▶ GIVEN PASSAGE:
* * * * * * * * *
On race day our hydrofoil boat gained a few inches of lift off the Charles River — then the motor shaft coupling snapped, ending the run.
In the summer of 2017, we spent 10 weeks at Cambridge, Massachusetts under the SUTD-MIT Global Leadership Programme, teaming up with MIT students at the MIT International Design Centre (IDC). The challenge was to build a fully functional single-passenger electric boat from scratch. The boat had to float, advance at reasonable speed on the Charles River, fit inside the IDC freight elevator, and be transportable to the MIT Sailing Pavilion. Each team received two 40 lb 12V lead-acid batteries and a range of motors and propellers to choose from.
Our team settled early on a hydrofoil boat — wing-shaped foils mounted beneath the hull to generate lift at speed. We defined success as achieving any measurable lift from the foils, however small. Full flight (hull clearing the water) was the stretch goal. We built two fiberglass-strengthened foam hydrofoils attached by metal struts to a wooden hull, powered by a 24V outboard electric drivetrain with bevel gears.
In this post
- Design process: brainstorming, hull evolution from catamaran to single body, and hydrofoil shape selection
- Outboard drivetrain engineering and electronics setup
- Engineering calculations: waterline, centre of gravity, drag, and thrust
- Hull, drivetrain, and hydrofoil fabrication and assembly
- Evaluation of results and future recommendations
Design
Design Process
The design process began with an hour-long unconstrained brainstorming session on paper, producing a range of roughly free-handed boat ideas. Each team member then chose four to refine into detailed sketches.
Some of our 'very refined' boat designs:









We sorted these into four categories: animal-inspired, traditionally used, paddle-propelled, and air-propelled. Research showed propellers are far more efficient than paddles, so all paddle designs were eliminated. Remaining designs were scored on a Pugh chart evaluating feasibility, speed potential, learning value, and coolness.

We couldn't decide between hydrofoils and a catamaran, so we decided to build a catamaran with hydrofoils.
Sketch of chosen design — catamaran with hydrofoils:

Hull: From Catamaran to Single Body
We initially opted for two separate wooden hulls connected by three struts — two wooden, one aluminium to hold the weight of a seat and driver at its centre.
To fit the freight elevator, the catamaran was constrained to 7'10" long by 6'5" wide. Since drag increases sharply when bow/stern wavelength approaches hull length, we maximised length at 7'5" (leaving 5" of leeway for the rudder and elevator doors). Width was set at 5'5" for stability — the wide spacing lets the hulls exert significant righting torque after disturbances.
Detailed sketch of catamaran with hydrofoils:

Individual hulls were kept narrow (1'6" wide) to minimise wetted surface area. Each hull converged to a vertical edge at the front, piercing through water to reduce drag. The backs were kept flat to increase volume and lower the waterline.
* * * * * * * * *
▶ TASK OBJECTIVE: Reproduce the part of the hydrofoil boat write-up from "In the summer" up to and including "to choose from.", word for word.

▶ PROVIDED DATA:
* * * * * * * * *
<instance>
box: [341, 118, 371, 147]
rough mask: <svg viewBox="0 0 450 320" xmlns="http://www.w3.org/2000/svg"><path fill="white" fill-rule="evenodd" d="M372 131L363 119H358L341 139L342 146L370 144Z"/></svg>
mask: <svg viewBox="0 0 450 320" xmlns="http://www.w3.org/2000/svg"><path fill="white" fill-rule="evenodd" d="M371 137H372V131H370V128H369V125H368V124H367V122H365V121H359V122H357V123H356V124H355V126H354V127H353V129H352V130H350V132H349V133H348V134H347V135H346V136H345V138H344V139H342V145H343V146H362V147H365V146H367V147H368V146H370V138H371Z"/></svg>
* * * * * * * * *
▶ RESPONSE TO THIS TASK:
In the summer of 2017, we spent 10 weeks at Cambridge, Massachusetts under the SUTD-MIT Global Leadership Programme, teaming up with MIT students at the MIT International Design Centre (IDC). The challenge was to build a fully functional single-passenger electric boat from scratch. The boat had to float, advance at reasonable speed on the Charles River, fit inside the IDC freight elevator, and be transportable to the MIT Sailing Pavilion. Each team received two 40 lb 12V lead-acid batteries and a range of motors and propellers to choose from.